Quote the following material word for word, without the pictures.
□ □ □
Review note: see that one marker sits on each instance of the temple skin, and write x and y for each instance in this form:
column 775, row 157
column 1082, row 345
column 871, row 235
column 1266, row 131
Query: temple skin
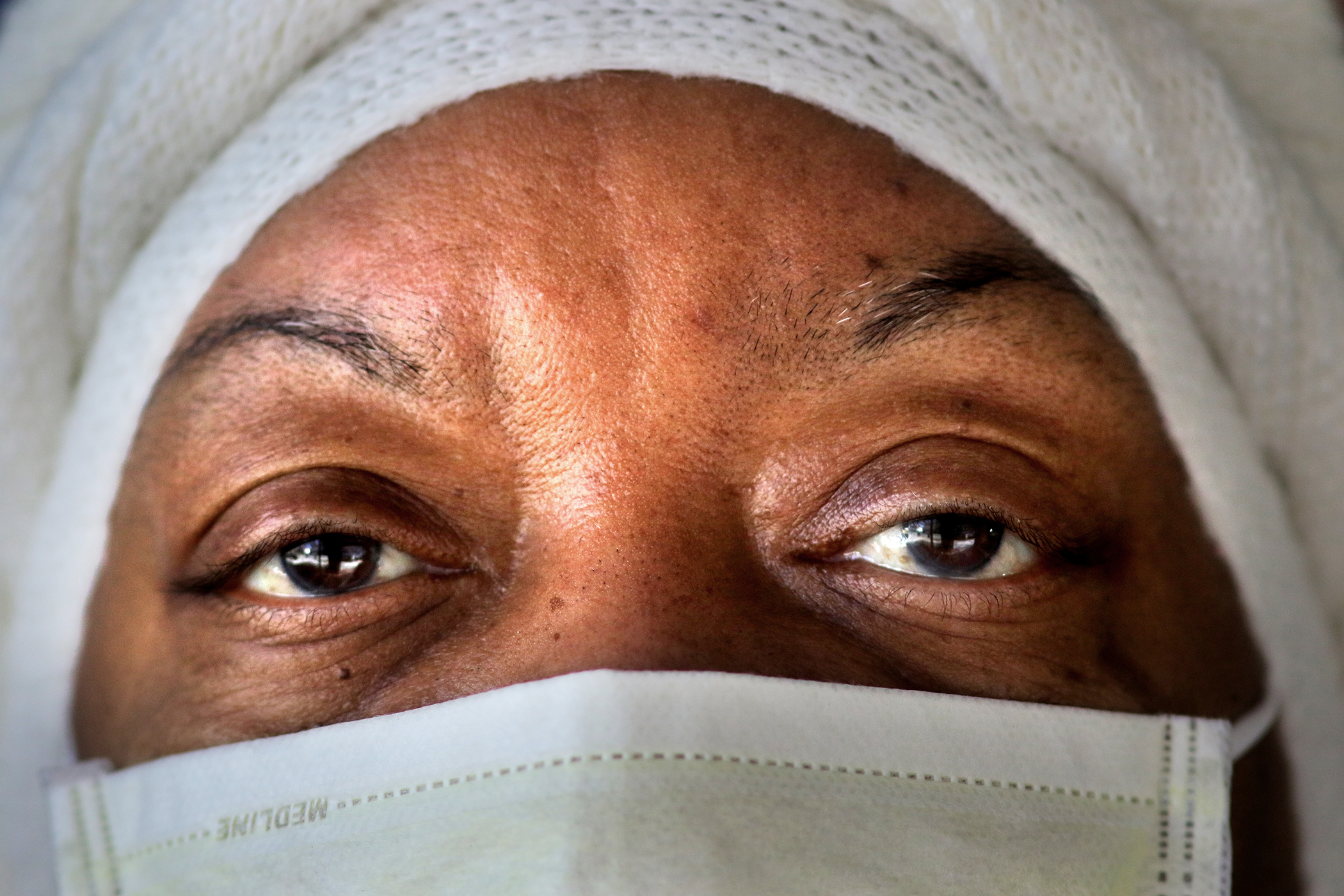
column 597, row 354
□ □ □
**Written response:**
Review note: see that one marker sits on each instance of the temple skin, and write x and y for each instance in this form:
column 775, row 157
column 1082, row 345
column 871, row 235
column 1266, row 131
Query: temple skin
column 597, row 354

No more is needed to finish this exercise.